## What the task requires
Please rewrite the section of the entries below that opens with the line containing "the green grass" and closes with the line containing "Target: hole in stone wall", changing "vertex pairs" to "point pairs" and keeping everything else the same. Return only that section.

========

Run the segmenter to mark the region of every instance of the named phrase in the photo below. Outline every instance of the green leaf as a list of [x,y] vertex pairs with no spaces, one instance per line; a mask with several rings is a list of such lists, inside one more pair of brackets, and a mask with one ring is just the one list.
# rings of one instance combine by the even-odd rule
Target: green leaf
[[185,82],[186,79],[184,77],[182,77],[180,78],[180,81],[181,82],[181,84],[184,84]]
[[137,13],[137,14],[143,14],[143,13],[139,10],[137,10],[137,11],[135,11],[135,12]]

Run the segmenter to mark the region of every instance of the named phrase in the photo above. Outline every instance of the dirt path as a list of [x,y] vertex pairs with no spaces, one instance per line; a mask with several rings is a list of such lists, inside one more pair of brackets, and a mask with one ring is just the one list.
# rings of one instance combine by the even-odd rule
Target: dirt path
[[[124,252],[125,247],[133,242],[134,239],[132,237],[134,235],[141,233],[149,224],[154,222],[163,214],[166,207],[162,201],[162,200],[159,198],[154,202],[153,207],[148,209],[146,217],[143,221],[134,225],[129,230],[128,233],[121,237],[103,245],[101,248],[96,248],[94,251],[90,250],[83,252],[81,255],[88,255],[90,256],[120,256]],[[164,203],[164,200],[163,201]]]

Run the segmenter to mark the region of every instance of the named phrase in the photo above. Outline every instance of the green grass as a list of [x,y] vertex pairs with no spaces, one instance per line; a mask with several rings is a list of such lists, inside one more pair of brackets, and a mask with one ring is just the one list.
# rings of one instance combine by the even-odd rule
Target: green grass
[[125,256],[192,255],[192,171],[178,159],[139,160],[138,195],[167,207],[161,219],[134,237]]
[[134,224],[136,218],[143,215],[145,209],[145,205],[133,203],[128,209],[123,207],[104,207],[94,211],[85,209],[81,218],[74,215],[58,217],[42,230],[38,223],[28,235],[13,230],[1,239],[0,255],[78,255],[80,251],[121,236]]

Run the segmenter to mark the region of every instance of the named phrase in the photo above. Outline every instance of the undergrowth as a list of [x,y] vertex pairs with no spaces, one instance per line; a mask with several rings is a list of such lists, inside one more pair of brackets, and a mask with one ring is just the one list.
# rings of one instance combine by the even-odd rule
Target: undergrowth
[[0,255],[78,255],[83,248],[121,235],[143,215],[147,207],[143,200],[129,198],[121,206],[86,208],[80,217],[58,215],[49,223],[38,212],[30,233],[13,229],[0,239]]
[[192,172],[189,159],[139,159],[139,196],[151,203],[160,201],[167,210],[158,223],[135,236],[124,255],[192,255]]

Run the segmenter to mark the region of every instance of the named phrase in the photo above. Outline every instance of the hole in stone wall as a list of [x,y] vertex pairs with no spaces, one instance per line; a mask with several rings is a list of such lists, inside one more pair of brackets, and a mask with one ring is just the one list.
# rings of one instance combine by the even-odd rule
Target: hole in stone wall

========

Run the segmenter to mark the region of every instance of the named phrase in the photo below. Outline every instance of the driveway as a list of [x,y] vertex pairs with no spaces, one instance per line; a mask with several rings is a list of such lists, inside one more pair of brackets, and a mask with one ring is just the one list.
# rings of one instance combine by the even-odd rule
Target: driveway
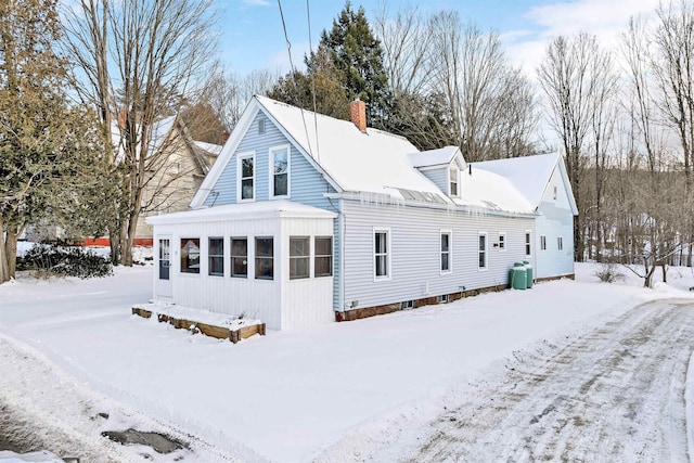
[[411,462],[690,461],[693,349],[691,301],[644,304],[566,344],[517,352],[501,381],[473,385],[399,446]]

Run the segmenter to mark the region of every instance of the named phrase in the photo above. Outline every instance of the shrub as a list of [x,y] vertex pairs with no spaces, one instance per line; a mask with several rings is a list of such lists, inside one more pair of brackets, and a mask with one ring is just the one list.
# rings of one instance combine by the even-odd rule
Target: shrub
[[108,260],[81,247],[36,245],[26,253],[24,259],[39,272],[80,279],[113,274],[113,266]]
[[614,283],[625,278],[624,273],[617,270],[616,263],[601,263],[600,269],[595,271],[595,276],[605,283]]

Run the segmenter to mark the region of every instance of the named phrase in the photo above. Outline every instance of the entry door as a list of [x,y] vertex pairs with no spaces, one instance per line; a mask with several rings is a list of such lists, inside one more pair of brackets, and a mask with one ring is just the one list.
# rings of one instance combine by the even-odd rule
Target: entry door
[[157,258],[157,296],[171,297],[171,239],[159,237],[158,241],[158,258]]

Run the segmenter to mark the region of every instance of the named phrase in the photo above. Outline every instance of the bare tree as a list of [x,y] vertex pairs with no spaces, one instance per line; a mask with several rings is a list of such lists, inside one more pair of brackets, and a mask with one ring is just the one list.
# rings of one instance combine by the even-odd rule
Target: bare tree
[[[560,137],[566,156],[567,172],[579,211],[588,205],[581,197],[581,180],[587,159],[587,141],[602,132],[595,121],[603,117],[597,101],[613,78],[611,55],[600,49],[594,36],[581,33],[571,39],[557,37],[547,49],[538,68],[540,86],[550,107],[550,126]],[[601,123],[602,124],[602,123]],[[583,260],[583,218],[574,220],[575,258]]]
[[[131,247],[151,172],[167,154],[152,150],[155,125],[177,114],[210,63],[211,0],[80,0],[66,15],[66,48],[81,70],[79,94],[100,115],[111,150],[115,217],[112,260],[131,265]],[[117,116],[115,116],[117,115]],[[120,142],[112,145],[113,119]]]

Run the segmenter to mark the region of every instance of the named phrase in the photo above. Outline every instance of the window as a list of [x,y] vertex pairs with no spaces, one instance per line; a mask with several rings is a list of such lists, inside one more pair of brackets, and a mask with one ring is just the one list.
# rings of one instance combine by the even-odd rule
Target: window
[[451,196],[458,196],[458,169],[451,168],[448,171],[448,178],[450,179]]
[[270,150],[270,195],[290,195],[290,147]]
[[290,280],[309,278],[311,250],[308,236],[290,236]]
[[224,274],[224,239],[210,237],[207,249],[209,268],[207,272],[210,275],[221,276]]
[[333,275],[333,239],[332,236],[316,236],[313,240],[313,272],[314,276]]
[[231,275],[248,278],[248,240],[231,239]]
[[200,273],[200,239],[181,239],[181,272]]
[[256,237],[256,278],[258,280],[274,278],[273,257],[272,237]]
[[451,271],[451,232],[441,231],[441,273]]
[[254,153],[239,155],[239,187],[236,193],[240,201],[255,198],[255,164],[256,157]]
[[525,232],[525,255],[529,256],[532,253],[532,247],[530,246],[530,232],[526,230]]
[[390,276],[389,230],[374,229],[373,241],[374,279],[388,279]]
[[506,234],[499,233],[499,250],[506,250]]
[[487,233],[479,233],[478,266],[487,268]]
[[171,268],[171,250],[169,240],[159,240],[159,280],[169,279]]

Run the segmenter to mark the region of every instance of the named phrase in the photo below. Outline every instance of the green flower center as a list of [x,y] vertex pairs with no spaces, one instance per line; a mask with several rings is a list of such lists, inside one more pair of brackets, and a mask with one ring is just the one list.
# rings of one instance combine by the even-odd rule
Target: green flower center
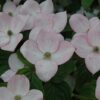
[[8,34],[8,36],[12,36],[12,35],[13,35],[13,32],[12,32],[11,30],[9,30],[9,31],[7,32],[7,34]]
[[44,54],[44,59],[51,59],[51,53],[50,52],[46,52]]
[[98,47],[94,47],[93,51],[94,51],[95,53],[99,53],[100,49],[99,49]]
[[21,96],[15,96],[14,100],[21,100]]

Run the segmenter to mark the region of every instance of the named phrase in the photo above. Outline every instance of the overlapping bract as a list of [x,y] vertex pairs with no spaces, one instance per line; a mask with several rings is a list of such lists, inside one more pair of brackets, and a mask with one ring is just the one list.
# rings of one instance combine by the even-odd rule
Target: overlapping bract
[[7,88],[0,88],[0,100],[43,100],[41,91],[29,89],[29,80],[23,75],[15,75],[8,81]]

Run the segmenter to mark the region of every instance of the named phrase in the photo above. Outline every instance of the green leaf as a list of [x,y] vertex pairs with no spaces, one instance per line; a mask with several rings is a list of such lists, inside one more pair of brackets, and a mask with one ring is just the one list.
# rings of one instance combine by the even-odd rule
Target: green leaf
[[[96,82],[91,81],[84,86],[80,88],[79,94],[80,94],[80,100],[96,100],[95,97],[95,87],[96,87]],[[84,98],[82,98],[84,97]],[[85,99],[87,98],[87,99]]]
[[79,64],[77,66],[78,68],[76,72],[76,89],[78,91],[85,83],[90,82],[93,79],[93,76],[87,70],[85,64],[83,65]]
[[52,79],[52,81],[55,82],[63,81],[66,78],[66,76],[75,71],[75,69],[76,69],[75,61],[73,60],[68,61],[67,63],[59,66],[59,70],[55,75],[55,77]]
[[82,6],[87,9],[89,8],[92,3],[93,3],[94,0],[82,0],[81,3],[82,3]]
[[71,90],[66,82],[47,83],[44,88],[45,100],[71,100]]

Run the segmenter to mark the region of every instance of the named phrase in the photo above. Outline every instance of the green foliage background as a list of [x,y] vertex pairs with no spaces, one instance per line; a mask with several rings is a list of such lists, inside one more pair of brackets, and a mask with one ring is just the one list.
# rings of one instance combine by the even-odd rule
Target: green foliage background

========

## Response for this exercise
Run the segmenter to mark the region of every instance of the named phrase in the photo above. Outline every instance of the green grass as a list of [x,y] point pairs with no spaces, one instance per line; a mask with several rings is a list of such lists, inside one more pair of brackets, and a mask with one ring is just the one list.
# rings of one instance combine by the even-odd rule
Target: green grass
[[125,256],[192,255],[192,171],[178,159],[139,160],[138,195],[167,207],[161,219],[134,237]]
[[134,224],[136,218],[143,215],[145,209],[145,205],[133,203],[128,209],[123,207],[104,207],[94,211],[85,209],[81,218],[74,215],[58,217],[42,230],[38,223],[28,235],[13,230],[1,239],[0,255],[78,255],[80,251],[121,236]]

Run the segmenter to mark the region of every instance of the named phrase in the photo above. Outline every instance of the undergrowth as a list of [x,y] point pairs with no spaces, one instance per line; a mask with several rings is a list of such lists, inside one more pair of brackets, and a mask with one ring is just the one list.
# rings of one instance combine by the even-odd rule
Target: undergrowth
[[0,255],[78,255],[83,248],[121,235],[143,215],[147,207],[143,200],[129,198],[121,206],[86,208],[80,217],[58,215],[49,223],[38,212],[30,233],[13,229],[0,239]]
[[192,172],[189,159],[139,159],[139,196],[151,203],[160,201],[167,210],[158,223],[135,236],[124,255],[192,255]]

Run the segmenter to mark the region of every instance of the named phrase in the photo above. Outline every instance of the hole in stone wall as a list of [x,y] point pairs with no spaces, one instance per line; a mask with several rings is a list of such lists, inside one more pair of brackets, and a mask with one ring is just the one list.
# rings of one instance combine by the even-odd rule
Target: hole in stone wall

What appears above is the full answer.